■ Exercise goal ■
Write out all the lines again, precisely as they stand, but without the images.

■ Entries ■
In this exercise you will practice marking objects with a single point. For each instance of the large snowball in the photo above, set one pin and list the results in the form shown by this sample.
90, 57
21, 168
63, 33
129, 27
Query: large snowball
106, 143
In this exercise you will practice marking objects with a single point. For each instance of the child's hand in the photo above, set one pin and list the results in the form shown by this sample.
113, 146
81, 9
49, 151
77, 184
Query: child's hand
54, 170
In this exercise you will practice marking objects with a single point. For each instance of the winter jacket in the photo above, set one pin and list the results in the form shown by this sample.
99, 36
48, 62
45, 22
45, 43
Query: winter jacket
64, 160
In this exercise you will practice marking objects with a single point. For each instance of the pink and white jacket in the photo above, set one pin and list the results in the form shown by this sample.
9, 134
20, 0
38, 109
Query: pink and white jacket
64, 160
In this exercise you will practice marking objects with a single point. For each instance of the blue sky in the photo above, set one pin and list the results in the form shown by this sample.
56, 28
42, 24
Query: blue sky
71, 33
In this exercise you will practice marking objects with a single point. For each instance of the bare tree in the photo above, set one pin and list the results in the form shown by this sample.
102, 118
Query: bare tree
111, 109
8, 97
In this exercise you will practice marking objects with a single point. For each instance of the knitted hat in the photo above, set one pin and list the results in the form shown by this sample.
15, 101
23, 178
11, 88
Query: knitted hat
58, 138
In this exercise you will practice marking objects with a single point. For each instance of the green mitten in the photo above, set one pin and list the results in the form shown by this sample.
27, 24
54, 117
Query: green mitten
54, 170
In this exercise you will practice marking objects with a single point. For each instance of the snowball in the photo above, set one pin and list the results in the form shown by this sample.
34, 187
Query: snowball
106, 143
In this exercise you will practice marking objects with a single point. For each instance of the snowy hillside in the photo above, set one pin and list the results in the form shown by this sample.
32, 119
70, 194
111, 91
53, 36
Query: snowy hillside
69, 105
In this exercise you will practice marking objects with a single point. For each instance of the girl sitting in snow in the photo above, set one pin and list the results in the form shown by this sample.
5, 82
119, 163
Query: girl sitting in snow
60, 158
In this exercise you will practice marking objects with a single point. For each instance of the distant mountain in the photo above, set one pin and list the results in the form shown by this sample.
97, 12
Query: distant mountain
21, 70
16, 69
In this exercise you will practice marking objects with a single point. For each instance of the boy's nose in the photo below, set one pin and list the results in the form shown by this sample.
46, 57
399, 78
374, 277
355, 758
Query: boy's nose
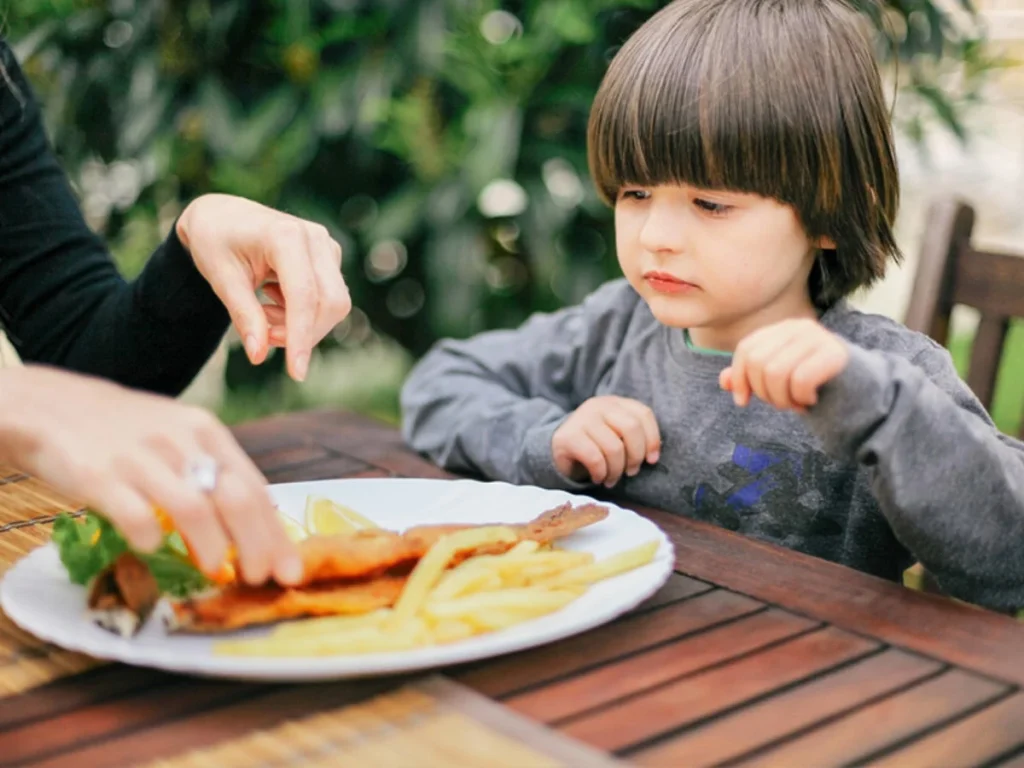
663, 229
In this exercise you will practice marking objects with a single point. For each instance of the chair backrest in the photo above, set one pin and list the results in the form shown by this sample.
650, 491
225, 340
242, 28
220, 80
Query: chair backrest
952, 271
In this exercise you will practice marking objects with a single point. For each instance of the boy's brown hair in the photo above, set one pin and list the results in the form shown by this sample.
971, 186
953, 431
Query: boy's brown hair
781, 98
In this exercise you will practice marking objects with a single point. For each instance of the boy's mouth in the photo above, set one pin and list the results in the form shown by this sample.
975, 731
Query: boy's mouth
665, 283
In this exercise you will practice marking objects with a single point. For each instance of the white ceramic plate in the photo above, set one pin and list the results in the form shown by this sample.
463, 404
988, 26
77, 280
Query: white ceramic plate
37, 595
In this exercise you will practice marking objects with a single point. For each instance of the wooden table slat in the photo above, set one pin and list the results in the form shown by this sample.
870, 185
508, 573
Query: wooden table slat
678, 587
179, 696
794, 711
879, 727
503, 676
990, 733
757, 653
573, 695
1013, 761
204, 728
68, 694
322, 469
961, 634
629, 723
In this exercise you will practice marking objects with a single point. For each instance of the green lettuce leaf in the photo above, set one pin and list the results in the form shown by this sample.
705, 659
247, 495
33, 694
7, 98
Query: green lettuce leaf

■ Response to the task ■
In this exercise you will practice marking objects with a single point. For each instance of the large snowball in the photo above, set one pin and list the results in the form shown by this sample.
90, 57
21, 168
63, 33
129, 27
Query: large snowball
106, 143
In this exercise you will practice marking objects with a single point. For each instance of the child's hand in the photo above, set one pin and list the results in the form shown by this sample.
113, 146
81, 9
49, 151
77, 184
Query: child's hand
54, 170
In this exercise you will practice marking objects with a single point. For each instance of the winter jacket in the photo above, set one pin and list the results in the form shown by this sample.
99, 36
48, 62
45, 22
45, 43
Query: winter jacket
64, 160
In this exercise you will practice marking objects with a single point. For each instance of the pink and white jacket in the photo above, set one pin and list the results in the form shown by this sample.
9, 134
20, 0
38, 109
Query: pink and white jacket
64, 160
In this exercise you will practice marking objects with a single point. For each instance of the blue sky in the photo above, set one pin and list the results in the form shown by this sample.
56, 28
42, 24
Query: blue sky
71, 33
In this exercise you will practice marking objects with a single point. For each instance of the bare tree in the photo above, set one pin and list the results in the form shown by this sample.
102, 118
Query: bare tree
111, 109
8, 97
In this exercise you will practice marking objects with a single point. For each instance of the knitted hat in the photo above, set one pin and list the results in the form shown by this sample.
15, 101
23, 178
11, 88
Query: knitted hat
58, 138
In this exercise you will practice marking objects with a single point. For each instance of the green mitten in the photo above, set one pin and list the results in the form shown by this sample.
27, 24
54, 117
Query: green mitten
54, 170
In this exercise you will practice marking objects with a single point. For each instance of the snowball in the photo above, set one pin and list the results in the form shown by this sample.
34, 187
Query: snowball
106, 143
In this exercise you will practice marking objects with a single point. For each instance of the snowy hillside in the photo above, set one pin and list the results in the form shown by this sample.
32, 119
70, 194
111, 91
53, 36
Query: snowy hillside
69, 105
In this exercise you will practice marking objects with a single point. For each instance of the girl sitting in snow in the photo above, set one pin and list the results in the form shown by this sample.
5, 82
119, 163
Query: girl sitting in snow
60, 158
In this exercise you will practice marking objects with a single point. For each instance of the distant mountain in the photo above, set one pin and list the results in the form shown by this sample.
97, 12
Query: distant mountain
21, 70
16, 69
In this exercise you will practice marking objects with a single point. For each instance of the boy's nose in the photo below, set one pin and list the results in the form shown by this sample.
46, 57
399, 78
374, 277
355, 758
Query: boy's nose
663, 229
In this exercise you will practice marking objects with a single point. For each instance of the chair backrest in the photo above, set one pin and list the results in the form shown by this sample.
650, 491
225, 340
242, 28
220, 80
Query: chair backrest
952, 271
In this exercise you will practice marking objects with a single point. For each instance of the boy's brown hair in the photo above, set one pin and list the results in the form shown by this sample.
971, 186
953, 431
Query: boy's brown hair
781, 98
In this exercise you will practice marking objects with a single point. For each instance of the boy's mouth in the photo above, set one pin and list the results in the form shown by this sample.
975, 731
Query: boy's mouth
665, 283
In this exercise you will practice marking objects with a single point. For each instance of the white ceramic plate in the photo above, set one pin and list the results in the form shown by this sample.
463, 404
988, 26
77, 280
Query: white ceramic plate
37, 595
In this exercise you will practice marking objects with a single point. For each instance of the wooden table slat in the photo above, set one pin and list the results in the form shown by this sample.
870, 185
508, 573
Query: wooden table slat
678, 587
179, 696
794, 711
879, 727
503, 676
990, 733
757, 653
573, 695
1013, 761
204, 728
68, 694
322, 469
961, 634
629, 723
In this exercise you will practice marking objects with a single point. For each instance of the green lettuce leaf in the photo above, set one pin and list the results in the form shown by this sample.
705, 659
247, 495
33, 694
7, 98
Query: green lettuce leaf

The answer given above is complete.